▸ List of tasks:
A: In the article on prescription charges, what will a 12 month prescription prepayment certificate cost from 1 April 2023?
B: Render this sentence from the article on prescription charges in Spanish: "England is the only UK country where people have to pay for their prescriptions."

Fri 31st March 2023 The PDA

The Prescription Charges Coalition, which brings together around 50 organisations and professional bodies, including the PDA, to campaign to scrap prescription charges in England for people with long term conditions, says the measures will stop even more people from accessing essential medication.

On 9 March 2023, the health minister, Neil O’Brien announced that prescription charges would rise from 1 April 2023 to £9.65 for a single item and a three month prescription prepayment certificate (PPC) will be £31.25 and a 12 month PPC will be £111.60. The recently introduced HRT PPC will cost £19.30.

The coalition says prescription charges are already leading to patients stopping their medication, cutting tablets in half, or only picking up some of their prescriptions due to the crippling cost of living. It argues that if patients skip their medication it leads to further health problems which cost the NHS significantly more.

This comes as a recent survey conducted by the coalition revealed how patients are paying the price for their health conditions, as it has led to increased visits to GPs, trips to A&E, mental health issues, and hospital stays with some respondents in hospital for up to six weeks.

The poll of 4,000 patients revealed that one in ten skip medications due to cost. This has led to almost a third of those developing secondary health issues and over half taking sick days, heaping a bigger financial burden on employers and the NHS, which is already at breaking point.

Some serious conditions such as asthma, multiple sclerosis, Crohn’s and Colitis, motor neurone disease, cystic fibrosis, stroke, and Parkinson’s are still not included on the prescription charge exemption list. England is the only UK country where people have to pay for their prescriptions.

▸ Data under study:
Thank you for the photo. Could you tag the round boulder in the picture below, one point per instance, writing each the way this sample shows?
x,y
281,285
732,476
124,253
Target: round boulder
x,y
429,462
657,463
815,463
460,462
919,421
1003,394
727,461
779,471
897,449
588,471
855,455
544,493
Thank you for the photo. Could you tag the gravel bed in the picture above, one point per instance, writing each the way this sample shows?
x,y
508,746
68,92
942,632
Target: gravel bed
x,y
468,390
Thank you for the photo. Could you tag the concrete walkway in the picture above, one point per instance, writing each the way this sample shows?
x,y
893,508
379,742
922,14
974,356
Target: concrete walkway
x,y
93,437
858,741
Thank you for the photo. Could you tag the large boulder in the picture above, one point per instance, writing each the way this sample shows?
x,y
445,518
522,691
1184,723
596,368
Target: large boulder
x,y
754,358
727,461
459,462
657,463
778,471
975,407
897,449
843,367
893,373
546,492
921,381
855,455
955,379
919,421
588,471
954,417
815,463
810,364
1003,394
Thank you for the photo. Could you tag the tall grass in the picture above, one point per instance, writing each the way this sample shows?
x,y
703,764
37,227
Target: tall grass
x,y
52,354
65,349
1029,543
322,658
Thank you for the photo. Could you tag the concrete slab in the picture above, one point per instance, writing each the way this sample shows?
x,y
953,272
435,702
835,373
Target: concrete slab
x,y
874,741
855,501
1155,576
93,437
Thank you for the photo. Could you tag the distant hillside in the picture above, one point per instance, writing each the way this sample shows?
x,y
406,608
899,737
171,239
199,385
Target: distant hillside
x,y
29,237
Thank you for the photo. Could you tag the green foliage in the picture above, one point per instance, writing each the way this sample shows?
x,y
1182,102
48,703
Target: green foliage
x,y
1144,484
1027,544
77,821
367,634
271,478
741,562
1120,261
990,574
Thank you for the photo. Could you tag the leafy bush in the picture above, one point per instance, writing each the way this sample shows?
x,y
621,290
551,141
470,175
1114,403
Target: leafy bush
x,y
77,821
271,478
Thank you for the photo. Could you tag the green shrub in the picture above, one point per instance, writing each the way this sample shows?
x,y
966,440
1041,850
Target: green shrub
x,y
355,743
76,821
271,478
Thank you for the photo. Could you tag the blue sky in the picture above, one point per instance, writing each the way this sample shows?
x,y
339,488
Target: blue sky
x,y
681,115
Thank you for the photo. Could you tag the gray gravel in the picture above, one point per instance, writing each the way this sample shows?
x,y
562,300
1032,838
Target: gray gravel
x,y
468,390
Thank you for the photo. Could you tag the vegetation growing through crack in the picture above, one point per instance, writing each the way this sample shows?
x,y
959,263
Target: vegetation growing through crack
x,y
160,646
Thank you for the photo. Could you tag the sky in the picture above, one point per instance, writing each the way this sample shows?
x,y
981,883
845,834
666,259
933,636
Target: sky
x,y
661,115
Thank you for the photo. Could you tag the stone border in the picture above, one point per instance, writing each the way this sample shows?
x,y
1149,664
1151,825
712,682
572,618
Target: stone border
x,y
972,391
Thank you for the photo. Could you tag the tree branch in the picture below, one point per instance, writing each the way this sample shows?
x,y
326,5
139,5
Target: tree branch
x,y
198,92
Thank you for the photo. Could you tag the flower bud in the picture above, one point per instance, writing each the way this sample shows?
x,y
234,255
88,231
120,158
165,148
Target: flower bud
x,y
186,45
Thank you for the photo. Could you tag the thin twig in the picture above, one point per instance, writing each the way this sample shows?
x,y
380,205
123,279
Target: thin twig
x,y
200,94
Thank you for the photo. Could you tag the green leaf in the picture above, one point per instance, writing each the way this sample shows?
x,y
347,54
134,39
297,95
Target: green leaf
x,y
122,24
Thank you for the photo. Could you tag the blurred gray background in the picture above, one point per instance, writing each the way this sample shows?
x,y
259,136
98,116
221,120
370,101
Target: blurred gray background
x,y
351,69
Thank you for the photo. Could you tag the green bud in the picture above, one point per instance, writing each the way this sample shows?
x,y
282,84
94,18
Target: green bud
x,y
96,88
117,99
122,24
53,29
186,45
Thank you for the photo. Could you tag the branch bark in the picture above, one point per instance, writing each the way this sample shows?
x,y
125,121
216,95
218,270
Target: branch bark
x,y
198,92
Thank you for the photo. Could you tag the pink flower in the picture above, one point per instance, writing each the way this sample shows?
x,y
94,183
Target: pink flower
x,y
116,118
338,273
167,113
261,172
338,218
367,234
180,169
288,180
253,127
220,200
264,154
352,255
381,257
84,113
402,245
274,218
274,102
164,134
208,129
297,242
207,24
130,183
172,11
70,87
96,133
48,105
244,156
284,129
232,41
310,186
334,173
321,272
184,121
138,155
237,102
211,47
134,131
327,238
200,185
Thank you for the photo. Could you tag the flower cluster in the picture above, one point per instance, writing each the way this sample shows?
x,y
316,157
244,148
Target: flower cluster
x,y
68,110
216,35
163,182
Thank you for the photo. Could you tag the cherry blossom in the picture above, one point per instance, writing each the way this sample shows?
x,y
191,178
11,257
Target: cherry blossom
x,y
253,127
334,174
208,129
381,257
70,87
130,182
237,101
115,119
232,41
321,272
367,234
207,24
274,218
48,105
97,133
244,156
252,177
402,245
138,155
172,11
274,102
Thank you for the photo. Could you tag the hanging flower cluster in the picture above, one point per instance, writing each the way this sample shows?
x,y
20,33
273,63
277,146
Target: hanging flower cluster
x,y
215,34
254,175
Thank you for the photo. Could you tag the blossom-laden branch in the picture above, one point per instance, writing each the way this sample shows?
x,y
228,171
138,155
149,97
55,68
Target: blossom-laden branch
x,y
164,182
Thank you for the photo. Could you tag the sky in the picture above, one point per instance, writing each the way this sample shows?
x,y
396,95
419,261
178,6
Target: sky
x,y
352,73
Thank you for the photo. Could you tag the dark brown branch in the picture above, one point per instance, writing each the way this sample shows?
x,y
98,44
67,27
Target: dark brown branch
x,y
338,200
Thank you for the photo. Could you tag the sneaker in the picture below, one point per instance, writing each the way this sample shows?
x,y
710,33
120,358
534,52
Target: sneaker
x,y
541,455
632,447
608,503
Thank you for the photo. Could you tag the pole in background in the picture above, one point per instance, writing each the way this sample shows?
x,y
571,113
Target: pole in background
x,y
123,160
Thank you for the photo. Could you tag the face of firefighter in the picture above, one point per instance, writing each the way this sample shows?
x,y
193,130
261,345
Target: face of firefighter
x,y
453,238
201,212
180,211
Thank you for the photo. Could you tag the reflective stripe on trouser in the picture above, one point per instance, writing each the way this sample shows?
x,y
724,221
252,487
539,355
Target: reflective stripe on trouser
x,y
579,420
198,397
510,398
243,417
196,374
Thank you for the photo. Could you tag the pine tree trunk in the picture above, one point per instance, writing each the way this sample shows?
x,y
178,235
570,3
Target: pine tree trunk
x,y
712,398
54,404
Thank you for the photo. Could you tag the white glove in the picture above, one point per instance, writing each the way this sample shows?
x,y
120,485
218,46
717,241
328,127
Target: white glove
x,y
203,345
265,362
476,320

▸ Solutions to the problems:
A: £111.60

B: Inglaterra es el único país del Reino Unido donde la gente tiene que pagar por sus recetas.